◆ Texto proporcionado ◆

Paso estos días de vacaciones en León, en la casa de mi niñez, revisitando las viejas películas de Ingmar Bergman. En mis años mozos las perseguía por cineclubs universitarios, por filmotecas patrocinadas por Caja Usura, por madrugadas interminables de La 2... Las tribulaciones, como se ve, de un cinéfilo de provincias que aún no disponía de Internet, alejado de los círculos culturales de las grandes urbes, donde amar el buen cine siempre ha sido un asunto más sencillo, casi servido en bandeja.

La película de hoy ha sido Fresas salvajes. Guardaba de ella un buen recuerdo, pero no esperaba, desde luego, una película tan próxima, tan cercana a mis postulados existenciales. Algunos diálogos, en especial los que pronuncia el hijísimo Evald, parecen sacados de mi propio repertorio filosófico, tan cercano, como se ve, a la mentalidad escandinava. Aunque será, más bien, que me apropié de las aseveraciones de Evald en un visionado anterior de la película, perdida ya en los años brumosos de mi formación, y que luego, una vez asimilado su contenido, el orgullo hizo pasar por mías tan juiciosas y preciosas reflexiones. Lo contrario sería una sorpresa, el surgimiento insospechado de un nuevo artista de talla internacional. Un camino abierto a la fama, al dinero, a las suecas hermosísimas… Alvaren Rodrirgarson, el intelectual, el hombre más envidiado de los fríos.

◆ Datos ◆

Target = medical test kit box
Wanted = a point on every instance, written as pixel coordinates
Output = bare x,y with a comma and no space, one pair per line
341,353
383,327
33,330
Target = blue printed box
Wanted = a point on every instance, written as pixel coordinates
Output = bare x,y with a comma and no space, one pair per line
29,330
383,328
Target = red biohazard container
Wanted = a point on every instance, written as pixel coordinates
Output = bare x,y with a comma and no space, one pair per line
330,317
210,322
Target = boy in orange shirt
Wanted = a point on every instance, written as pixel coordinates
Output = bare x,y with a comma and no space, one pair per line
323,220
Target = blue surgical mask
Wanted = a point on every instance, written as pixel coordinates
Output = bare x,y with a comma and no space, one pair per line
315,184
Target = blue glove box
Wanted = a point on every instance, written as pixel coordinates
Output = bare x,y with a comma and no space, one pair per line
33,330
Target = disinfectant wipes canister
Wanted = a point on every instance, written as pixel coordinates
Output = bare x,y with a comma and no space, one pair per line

◆ Ejercicios ◆
A. Contesta estas preguntas a partir del texto sobre Bergman:
(i) ¿En qué ciudad pasa quien escribe estos días de vacaciones?
(ii) ¿Qué película ha sido la de hoy?
(iii) ¿Qué personaje pronuncia los diálogos que parecen sacados del repertorio filosófico de quien escribe?
B. Resume en menos palabras el párrafo del texto sobre Bergman que empieza con "Paso estos días de vacaciones". Conserva sus datos principales y escríbelo en primera persona.
C. Reproduce el fragmento del texto sobre Bergman que va desde "La película de" hasta "de los fríos.", ambos incluidos.

◆ Respuestas por ejercicio ◆
A.
(i) En León.
(ii) Fresas salvajes.
(iii) Evald.

B. Paso las vacaciones en la casa de mi niñez, en León, viendo de nuevo las viejas películas de Ingmar Bergman. De joven las buscaba en cineclubs universitarios, en filmotecas patrocinadas por Caja Usura y en las madrugadas de La 2. Era un cinéfilo de provincias sin Internet y estaba lejos de los círculos culturales de las grandes urbes, donde amar el buen cine siempre ha sido más sencillo.

C.
La película de hoy ha sido Fresas salvajes. Guardaba de ella un buen recuerdo, pero no esperaba, desde luego, una película tan próxima, tan cercana a mis postulados existenciales. Algunos diálogos, en especial los que pronuncia el hijísimo Evald, parecen sacados de mi propio repertorio filosófico, tan cercano, como se ve, a la mentalidad escandinava. Aunque será, más bien, que me apropié de las aseveraciones de Evald en un visionado anterior de la película, perdida ya en los años brumosos de mi formación, y que luego, una vez asimilado su contenido, el orgullo hizo pasar por mías tan juiciosas y preciosas reflexiones. Lo contrario sería una sorpresa, el surgimiento insospechado de un nuevo artista de talla internacional. Un camino abierto a la fama, al dinero, a las suecas hermosísimas… Alvaren Rodrirgarson, el intelectual, el hombre más envidiado de los fríos.